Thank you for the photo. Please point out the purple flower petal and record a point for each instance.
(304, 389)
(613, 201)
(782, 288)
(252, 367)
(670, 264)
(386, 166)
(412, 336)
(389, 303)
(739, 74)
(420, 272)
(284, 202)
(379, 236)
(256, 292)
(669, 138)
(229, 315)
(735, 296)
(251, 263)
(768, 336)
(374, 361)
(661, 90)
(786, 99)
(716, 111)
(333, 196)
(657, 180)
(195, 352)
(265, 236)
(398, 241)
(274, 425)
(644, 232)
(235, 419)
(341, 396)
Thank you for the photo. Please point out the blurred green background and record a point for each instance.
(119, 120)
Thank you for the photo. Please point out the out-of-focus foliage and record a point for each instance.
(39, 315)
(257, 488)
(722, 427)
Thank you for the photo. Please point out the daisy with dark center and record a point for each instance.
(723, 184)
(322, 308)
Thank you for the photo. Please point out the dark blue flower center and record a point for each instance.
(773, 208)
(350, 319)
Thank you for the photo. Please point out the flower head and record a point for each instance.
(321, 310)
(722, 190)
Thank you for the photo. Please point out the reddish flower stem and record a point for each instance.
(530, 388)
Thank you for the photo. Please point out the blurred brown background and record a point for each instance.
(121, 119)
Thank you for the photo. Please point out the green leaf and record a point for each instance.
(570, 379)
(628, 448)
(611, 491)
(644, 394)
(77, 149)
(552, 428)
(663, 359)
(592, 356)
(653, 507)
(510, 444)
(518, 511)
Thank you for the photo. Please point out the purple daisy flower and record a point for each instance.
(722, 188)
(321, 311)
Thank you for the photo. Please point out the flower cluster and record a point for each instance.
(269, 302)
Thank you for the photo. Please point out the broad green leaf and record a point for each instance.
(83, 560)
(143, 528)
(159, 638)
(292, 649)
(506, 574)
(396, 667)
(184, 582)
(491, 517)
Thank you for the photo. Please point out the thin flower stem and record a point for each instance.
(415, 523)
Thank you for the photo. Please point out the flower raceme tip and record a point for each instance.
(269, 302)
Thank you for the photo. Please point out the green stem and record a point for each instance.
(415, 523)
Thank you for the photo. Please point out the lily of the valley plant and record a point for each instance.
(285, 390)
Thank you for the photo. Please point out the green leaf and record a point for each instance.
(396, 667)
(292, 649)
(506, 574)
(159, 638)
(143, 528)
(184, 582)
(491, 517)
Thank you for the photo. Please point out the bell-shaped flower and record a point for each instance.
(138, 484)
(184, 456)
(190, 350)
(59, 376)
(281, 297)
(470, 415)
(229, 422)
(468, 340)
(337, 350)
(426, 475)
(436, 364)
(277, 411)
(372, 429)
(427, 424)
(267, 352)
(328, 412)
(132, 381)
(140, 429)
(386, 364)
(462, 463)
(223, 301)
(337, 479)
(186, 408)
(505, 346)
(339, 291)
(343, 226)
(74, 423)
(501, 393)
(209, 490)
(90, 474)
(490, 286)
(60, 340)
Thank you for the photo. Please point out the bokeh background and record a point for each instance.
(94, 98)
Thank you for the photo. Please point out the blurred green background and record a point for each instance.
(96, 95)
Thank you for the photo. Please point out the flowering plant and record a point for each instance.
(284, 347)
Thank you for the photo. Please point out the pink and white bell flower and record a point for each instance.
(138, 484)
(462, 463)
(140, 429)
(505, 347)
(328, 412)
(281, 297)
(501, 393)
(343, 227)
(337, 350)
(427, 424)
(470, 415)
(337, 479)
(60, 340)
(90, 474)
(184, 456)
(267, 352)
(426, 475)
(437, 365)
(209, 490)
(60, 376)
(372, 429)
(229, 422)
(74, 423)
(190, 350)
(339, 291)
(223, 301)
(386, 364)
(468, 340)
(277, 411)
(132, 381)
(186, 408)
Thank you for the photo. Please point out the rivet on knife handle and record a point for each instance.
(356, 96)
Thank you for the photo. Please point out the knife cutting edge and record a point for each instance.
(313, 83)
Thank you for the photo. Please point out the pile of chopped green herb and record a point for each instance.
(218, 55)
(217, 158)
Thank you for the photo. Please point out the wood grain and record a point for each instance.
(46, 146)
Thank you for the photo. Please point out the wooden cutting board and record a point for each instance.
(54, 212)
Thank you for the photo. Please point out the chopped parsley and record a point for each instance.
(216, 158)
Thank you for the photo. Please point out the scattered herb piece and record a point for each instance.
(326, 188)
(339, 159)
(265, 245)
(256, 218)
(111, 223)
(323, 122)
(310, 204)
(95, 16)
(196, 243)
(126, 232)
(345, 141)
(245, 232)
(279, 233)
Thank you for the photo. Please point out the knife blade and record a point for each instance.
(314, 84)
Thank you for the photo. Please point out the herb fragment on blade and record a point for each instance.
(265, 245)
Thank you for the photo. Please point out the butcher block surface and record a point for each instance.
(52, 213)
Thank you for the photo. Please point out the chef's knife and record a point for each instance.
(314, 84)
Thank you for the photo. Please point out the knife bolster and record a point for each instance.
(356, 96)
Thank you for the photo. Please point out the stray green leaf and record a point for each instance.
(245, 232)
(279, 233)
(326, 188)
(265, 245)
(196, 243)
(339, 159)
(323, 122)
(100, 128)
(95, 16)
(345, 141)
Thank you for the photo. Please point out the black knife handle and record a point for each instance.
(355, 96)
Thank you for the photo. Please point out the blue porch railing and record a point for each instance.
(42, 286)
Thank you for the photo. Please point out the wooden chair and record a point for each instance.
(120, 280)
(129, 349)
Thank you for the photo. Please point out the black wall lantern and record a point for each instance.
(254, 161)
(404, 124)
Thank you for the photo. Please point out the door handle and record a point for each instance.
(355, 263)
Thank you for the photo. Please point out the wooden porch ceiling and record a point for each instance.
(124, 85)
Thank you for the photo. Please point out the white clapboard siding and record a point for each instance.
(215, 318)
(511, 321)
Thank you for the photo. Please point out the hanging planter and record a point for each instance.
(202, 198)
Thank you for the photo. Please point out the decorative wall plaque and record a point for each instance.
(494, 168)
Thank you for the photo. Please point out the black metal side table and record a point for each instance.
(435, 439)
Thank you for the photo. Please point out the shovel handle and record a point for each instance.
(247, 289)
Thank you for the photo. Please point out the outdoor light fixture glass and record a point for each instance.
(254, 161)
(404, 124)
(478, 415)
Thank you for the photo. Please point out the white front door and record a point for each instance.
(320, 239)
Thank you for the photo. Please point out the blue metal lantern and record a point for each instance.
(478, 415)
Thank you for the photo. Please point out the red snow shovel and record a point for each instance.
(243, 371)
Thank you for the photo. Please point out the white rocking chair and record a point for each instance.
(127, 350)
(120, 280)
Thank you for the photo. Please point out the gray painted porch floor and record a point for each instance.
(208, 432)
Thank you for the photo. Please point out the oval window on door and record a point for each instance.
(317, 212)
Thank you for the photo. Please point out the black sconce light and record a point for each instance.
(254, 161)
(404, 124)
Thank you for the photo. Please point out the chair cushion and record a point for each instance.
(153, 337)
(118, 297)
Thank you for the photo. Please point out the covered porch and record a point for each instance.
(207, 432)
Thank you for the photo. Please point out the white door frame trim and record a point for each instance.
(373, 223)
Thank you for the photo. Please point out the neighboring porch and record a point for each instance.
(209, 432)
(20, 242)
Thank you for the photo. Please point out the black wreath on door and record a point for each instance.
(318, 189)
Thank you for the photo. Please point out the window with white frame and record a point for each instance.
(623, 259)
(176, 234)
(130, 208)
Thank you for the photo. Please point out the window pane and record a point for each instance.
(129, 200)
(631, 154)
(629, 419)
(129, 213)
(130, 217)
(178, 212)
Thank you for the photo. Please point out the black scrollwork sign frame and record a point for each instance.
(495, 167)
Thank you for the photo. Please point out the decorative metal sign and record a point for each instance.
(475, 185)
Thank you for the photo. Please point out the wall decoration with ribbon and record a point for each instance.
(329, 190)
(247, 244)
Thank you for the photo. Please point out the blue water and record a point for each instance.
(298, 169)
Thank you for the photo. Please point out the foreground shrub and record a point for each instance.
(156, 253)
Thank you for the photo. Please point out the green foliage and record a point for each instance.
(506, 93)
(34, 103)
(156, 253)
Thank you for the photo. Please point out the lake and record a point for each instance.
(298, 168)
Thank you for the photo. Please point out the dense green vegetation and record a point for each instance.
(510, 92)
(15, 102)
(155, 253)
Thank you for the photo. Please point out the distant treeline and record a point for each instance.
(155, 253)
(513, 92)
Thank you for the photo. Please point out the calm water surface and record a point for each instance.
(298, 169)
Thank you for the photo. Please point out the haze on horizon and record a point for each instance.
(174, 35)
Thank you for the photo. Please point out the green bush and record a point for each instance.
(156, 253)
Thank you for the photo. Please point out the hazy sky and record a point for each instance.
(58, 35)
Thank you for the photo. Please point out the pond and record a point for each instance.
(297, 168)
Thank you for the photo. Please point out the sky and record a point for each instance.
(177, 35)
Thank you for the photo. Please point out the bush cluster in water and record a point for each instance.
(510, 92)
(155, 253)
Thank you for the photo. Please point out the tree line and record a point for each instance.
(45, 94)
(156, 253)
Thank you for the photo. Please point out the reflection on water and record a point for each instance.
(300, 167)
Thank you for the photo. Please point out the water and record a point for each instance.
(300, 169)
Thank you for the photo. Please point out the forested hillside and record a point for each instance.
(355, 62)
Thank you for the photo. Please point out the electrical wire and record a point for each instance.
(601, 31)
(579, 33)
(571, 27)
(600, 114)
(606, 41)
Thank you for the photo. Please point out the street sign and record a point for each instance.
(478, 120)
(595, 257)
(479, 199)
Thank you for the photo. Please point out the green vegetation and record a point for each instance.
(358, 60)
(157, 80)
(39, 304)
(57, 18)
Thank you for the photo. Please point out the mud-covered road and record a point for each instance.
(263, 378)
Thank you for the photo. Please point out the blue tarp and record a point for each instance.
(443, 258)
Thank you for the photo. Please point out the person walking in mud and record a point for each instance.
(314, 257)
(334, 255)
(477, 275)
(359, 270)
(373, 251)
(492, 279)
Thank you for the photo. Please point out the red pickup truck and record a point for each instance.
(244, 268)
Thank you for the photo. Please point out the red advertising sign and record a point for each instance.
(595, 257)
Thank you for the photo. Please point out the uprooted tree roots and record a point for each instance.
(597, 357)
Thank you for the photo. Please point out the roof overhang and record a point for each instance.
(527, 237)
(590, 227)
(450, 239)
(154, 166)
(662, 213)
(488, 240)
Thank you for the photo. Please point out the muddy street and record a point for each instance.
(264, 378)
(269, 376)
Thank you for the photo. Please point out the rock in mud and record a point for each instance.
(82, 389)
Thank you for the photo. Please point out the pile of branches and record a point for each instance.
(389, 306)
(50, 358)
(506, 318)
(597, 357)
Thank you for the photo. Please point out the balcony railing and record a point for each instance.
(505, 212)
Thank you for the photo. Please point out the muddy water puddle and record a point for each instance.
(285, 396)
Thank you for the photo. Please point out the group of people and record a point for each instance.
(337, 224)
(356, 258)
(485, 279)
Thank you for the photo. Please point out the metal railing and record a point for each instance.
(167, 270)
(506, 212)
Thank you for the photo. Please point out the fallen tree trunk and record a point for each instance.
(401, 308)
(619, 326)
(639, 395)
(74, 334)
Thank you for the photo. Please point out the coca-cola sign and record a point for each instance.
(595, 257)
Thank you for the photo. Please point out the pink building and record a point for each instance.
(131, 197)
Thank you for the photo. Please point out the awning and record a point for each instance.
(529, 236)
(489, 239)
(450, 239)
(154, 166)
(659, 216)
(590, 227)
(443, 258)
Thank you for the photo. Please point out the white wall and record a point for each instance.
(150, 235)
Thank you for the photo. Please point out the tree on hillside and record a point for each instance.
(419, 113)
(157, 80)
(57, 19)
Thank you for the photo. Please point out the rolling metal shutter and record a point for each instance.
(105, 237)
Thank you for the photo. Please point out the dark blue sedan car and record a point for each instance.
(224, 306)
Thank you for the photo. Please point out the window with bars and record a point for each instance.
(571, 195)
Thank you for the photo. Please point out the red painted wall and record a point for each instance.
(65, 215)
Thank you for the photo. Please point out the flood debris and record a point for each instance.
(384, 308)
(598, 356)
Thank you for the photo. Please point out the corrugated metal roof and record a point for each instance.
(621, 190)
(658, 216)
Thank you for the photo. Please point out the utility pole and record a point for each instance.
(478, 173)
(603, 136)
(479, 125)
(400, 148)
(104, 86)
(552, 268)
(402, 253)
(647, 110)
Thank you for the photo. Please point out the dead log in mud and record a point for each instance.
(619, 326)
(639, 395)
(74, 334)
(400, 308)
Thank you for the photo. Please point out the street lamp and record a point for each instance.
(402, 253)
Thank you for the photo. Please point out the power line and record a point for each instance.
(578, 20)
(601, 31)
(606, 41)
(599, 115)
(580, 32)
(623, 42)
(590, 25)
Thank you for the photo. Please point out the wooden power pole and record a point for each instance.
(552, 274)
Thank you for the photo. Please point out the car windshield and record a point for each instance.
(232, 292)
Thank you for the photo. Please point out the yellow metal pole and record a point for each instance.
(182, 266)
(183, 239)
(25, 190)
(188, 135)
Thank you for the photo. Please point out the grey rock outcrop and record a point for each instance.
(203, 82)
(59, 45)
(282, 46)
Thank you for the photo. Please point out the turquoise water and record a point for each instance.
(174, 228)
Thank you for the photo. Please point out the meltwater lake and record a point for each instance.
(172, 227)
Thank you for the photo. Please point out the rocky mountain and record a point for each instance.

> [Short task]: Reproduce only the lines running from the one with "Thank you for the photo. Please point out the dead" through the final line of the listing above, both ends included.

> [Reply to the task]:
Thank you for the photo. Please point out the dead log in mud and record a point for each instance.
(619, 326)
(639, 395)
(74, 334)
(400, 308)
Thank you for the photo. Please point out the street lamp and record a point for each instance.
(402, 253)
Thank you for the photo. Please point out the power line and record a point for each instance.
(578, 20)
(601, 31)
(606, 41)
(599, 115)
(580, 32)
(623, 42)
(590, 25)
Thank you for the photo. Please point out the wooden power pole and record a point for each instance.
(552, 274)
Thank you for the photo. Please point out the car windshield and record a point for each instance.
(232, 292)
Thank you for the photo. Please point out the yellow metal pole and record a point for each instance.
(182, 266)
(183, 239)
(25, 190)
(188, 135)
Thank you for the photo. Please point out the grey rock outcrop and record a point for each instance.
(203, 82)
(59, 45)
(282, 46)
Thank you for the photo. Please point out the turquoise water and record a point for each instance.
(174, 228)
Thank you for the photo. Please point out the meltwater lake and record a point for each instance.
(172, 227)
Thank you for the photo. Please point out the rocky mountain and record a point for each instance.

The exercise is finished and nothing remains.